EXERCISE REQUIREMENTS >>
Please work out how many lines below contain the word "footpath", and reply with only that number.

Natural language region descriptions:
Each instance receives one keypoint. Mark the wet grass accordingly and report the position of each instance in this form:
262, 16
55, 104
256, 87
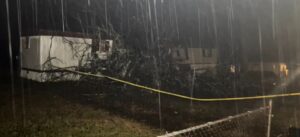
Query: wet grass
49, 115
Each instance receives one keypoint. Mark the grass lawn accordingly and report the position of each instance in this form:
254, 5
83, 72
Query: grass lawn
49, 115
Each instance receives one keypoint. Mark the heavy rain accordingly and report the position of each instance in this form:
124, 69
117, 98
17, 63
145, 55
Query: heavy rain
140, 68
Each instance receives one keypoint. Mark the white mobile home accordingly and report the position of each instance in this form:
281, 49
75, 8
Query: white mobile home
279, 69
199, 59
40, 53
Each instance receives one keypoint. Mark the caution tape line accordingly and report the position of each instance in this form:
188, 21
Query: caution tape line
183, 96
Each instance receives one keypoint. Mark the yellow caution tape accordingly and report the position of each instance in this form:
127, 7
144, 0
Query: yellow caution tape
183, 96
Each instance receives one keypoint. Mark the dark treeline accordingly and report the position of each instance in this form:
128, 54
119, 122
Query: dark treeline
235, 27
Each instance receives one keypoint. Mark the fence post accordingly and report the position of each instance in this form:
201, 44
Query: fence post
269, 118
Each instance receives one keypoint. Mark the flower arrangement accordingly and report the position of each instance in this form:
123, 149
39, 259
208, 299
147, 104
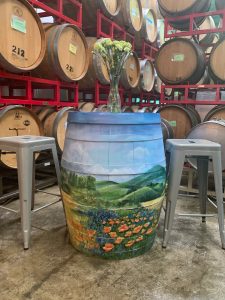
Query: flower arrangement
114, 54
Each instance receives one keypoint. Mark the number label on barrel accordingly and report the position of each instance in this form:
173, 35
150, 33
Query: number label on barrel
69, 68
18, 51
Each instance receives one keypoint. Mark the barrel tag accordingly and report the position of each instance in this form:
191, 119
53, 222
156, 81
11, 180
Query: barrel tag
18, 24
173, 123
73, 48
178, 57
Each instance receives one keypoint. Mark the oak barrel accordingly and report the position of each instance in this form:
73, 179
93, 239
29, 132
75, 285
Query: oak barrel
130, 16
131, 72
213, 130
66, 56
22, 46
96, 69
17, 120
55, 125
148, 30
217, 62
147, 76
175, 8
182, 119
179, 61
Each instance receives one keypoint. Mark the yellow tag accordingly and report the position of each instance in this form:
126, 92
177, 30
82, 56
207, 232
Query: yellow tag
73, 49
==
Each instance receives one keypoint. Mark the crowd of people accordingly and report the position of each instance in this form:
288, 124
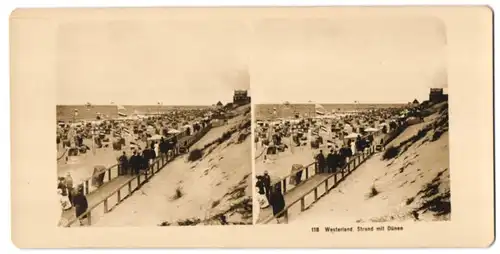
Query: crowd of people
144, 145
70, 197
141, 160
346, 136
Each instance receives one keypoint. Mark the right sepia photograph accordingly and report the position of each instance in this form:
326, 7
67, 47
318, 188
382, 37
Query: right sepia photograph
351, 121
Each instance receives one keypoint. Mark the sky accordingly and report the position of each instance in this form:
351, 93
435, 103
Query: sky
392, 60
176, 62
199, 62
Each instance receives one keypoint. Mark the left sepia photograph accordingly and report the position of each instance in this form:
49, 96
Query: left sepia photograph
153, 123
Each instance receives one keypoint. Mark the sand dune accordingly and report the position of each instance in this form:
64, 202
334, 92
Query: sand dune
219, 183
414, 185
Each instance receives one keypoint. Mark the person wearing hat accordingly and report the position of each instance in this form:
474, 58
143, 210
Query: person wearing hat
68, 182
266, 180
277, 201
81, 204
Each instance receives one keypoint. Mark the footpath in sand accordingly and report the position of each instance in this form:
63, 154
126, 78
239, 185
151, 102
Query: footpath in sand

TASK OUTPUT >>
2